**** TEXTO EXTRAÍDO
Conhece o caruru? Comida dos deuses criada dentro dos terreiros ganhou as mesas brasileiras

Preparado com quiabo e dendê, essa receita nasceu dentro dos terreiros de Candomblé do Nordeste. E assim como outras Comidas de Santo, acabou sendo incorporado à culinária brasileira e é festejado no dia de São Cosme e Damião

Carolina Dahercolaboração para o Viagem & Gastronomia

Do quintal comprido da casa branca de janelas azuis, vinha uma cantoria ritmada. “São Cosme mandou fazer duas camisinha azul/ No dia da festa dele, São Cosme quer caruru”, repetiam incansavelmente as mulheres sentadas ao redor de uma mesa de madeira, enquanto cortavam o quiabo. Bacias imensas recheadas desse ingrediente de origem africana que ganhou o coração dos brasileiros.

Dizem alguns que a contagem passava de 5.000 quiabos. Tudo para atender aos convidados, que não paravam de chegar. Vez ou outra era possível reconhecer alguns famosos como Regina Casé e Gilberto Gil. Gente que veio de longe até Santo Amaro da Purificação para beijar a mão de Claudionor Vianna Telles Velloso, guardiã dos costumes do Recôncavo Baiano. O ano era 2007 e a anfitriã comemorava 100 anos.

Claudionor entrou para a história como Dona Canô, defensora do dendê, das palavras e das festas populares brasileiras, mãe de oito filhos, incluindo os cantores Caetano Veloso e Maria Bethânia.

Nascida em 16 de setembro, a matriarca da família Velloso (se escreve originalmente com dois l) fazia questão de comemorar seu aniversário com um grande caruru, em homenagem a São Cosme e Damião.

“A cada ano a festa aumentava um pouco mais. Já de véspera começa a corta do quiabo. E era tanta gente que ficava até difícil de passar com os pratos para servir”, lembra a escritora Mabel Velloso, uma das filhas de Dona Canô.
********
**** REGISTROS LISTADOS
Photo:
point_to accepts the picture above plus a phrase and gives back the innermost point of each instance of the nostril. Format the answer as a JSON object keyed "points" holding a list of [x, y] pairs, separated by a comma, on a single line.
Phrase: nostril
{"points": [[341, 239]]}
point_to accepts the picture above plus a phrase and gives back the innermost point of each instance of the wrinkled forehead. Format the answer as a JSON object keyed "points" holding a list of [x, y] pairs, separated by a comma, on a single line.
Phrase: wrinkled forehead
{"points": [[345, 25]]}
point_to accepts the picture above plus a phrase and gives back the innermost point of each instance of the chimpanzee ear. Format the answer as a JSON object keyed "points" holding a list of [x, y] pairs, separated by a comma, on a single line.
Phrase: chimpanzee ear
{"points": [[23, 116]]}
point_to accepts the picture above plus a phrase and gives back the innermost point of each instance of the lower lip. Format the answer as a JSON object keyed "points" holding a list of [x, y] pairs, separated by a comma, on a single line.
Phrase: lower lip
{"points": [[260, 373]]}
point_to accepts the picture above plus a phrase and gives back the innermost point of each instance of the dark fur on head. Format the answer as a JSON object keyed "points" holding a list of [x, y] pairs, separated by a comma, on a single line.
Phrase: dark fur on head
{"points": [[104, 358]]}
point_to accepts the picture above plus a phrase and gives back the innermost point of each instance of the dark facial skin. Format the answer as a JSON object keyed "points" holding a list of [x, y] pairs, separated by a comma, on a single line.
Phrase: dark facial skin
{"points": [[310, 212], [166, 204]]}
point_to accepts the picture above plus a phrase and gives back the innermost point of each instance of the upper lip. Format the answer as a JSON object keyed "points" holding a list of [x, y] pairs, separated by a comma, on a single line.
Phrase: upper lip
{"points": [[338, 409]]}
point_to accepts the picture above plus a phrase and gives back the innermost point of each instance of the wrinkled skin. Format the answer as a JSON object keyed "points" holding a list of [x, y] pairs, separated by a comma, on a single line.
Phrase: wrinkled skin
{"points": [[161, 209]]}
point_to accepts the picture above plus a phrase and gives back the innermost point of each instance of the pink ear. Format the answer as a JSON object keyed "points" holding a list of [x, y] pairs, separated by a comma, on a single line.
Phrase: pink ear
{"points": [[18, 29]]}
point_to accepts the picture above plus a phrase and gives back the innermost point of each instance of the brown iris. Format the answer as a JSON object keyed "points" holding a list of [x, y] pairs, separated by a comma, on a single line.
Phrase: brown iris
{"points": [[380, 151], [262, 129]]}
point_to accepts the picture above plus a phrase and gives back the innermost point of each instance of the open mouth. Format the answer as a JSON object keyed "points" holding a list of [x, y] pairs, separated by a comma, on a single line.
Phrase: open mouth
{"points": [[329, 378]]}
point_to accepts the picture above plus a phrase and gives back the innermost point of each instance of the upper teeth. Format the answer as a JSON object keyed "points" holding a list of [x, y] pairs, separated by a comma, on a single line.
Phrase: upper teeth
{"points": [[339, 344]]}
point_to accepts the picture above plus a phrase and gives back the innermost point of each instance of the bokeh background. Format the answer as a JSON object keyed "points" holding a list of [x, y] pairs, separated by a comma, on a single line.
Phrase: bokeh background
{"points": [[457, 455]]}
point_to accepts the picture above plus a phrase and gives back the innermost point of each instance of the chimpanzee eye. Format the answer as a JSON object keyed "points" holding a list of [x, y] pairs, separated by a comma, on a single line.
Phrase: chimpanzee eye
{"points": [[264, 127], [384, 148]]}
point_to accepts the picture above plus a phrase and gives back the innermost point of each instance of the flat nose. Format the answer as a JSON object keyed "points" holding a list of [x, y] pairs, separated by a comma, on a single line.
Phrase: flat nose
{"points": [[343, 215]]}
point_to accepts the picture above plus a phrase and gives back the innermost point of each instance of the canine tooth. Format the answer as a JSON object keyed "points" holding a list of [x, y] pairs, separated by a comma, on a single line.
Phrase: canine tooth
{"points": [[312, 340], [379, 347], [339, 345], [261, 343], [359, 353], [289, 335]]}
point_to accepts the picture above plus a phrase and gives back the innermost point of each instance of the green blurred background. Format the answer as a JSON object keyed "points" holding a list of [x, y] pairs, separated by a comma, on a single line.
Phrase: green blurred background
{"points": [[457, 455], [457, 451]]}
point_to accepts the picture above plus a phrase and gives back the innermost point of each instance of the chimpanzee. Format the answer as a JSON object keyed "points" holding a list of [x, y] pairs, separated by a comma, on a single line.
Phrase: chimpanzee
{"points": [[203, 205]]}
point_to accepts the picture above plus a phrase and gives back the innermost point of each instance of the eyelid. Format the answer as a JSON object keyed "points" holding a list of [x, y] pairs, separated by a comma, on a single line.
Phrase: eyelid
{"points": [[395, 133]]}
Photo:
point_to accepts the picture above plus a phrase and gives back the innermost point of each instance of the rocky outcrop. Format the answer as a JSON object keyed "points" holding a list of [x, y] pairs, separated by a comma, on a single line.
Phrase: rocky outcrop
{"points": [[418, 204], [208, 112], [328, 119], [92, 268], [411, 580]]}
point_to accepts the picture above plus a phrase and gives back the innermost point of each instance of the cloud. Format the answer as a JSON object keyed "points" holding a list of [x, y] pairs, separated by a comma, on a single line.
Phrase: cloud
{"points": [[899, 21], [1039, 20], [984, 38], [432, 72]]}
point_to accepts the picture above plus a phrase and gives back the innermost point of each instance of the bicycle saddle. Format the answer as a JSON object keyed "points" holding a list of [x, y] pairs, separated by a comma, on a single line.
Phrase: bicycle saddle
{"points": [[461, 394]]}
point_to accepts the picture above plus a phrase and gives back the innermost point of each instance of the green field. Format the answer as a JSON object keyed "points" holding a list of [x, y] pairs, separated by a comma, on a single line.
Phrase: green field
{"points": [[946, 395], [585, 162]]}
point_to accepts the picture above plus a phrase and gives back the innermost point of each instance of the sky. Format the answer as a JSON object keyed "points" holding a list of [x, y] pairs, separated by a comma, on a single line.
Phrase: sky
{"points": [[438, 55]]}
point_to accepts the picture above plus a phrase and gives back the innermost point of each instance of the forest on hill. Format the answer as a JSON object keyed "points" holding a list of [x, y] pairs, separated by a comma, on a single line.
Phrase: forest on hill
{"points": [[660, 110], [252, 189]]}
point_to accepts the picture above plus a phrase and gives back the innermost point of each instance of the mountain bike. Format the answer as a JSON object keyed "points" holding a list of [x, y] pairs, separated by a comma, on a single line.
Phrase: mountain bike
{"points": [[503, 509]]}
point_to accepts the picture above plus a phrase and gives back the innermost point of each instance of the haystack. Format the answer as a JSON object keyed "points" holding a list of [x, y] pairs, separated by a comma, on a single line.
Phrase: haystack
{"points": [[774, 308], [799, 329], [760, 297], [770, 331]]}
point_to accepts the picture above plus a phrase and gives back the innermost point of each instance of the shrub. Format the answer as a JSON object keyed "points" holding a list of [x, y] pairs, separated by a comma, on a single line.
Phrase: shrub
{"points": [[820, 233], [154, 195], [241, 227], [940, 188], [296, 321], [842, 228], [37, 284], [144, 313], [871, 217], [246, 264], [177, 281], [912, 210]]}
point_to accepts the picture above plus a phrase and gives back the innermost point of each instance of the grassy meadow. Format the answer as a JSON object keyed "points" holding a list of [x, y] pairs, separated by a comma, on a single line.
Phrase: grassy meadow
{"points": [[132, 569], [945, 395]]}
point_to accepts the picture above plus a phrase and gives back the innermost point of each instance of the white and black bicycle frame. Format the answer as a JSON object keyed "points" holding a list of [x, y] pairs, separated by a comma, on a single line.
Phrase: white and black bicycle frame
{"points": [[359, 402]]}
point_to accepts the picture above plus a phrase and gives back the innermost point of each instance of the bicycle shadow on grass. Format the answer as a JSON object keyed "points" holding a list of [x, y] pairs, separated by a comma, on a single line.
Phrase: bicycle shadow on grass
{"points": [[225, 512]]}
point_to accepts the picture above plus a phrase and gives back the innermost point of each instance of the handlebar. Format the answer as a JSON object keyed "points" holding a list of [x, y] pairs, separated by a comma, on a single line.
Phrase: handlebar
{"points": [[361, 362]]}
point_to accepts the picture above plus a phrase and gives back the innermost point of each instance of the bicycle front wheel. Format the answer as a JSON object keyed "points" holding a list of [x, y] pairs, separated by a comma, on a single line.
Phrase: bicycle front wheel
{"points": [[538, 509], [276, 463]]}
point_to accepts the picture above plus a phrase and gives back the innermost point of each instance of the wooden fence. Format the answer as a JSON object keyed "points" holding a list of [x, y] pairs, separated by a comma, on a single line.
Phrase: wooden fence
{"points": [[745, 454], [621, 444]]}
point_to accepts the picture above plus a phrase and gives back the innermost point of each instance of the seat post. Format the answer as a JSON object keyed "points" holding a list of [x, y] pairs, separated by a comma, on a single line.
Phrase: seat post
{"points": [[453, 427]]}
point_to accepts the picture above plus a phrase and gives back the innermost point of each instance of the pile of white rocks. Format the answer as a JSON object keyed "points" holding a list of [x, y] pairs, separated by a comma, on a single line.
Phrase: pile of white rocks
********
## REQUISITOS DA TAREFA
**A)** Repita o trecho do texto sobre o caruru de "Claudionor entrou para" a "Cosme e Damião.".
**B)** Responda com base no texto sobre o caruru:
(i) Com quais ingredientes o caruru é preparado?
(ii) Para qual cidade os convidados viajavam para beijar a mão de Claudionor Vianna Telles Velloso?
(iii) Em que dia Dona Canô nasceu?
**C)** Segundo o texto sobre o caruru, por que se cortava tanto quiabo na festa de 2007 de Dona Canô? Explique em até três frases.

## RESPOSTAS NUMERADAS
**A)**
Claudionor entrou para a história como Dona Canô, defensora do dendê, das palavras e das festas populares brasileiras, mãe de oito filhos, incluindo os cantores Caetano Veloso e Maria Bethânia.

Nascida em 16 de setembro, a matriarca da família Velloso (se escreve originalmente com dois l) fazia questão de comemorar seu aniversário com um grande caruru, em homenagem a São Cosme e Damião.

**B)**
(i) Com quiabo e dendê.
(ii) Para Santo Amaro da Purificação.
(iii) Em 16 de setembro.

**C)** Cortava-se tanto quiabo para atender aos convidados, que não paravam de chegar. Alguns dizem que a contagem passava de 5.000 quiabos.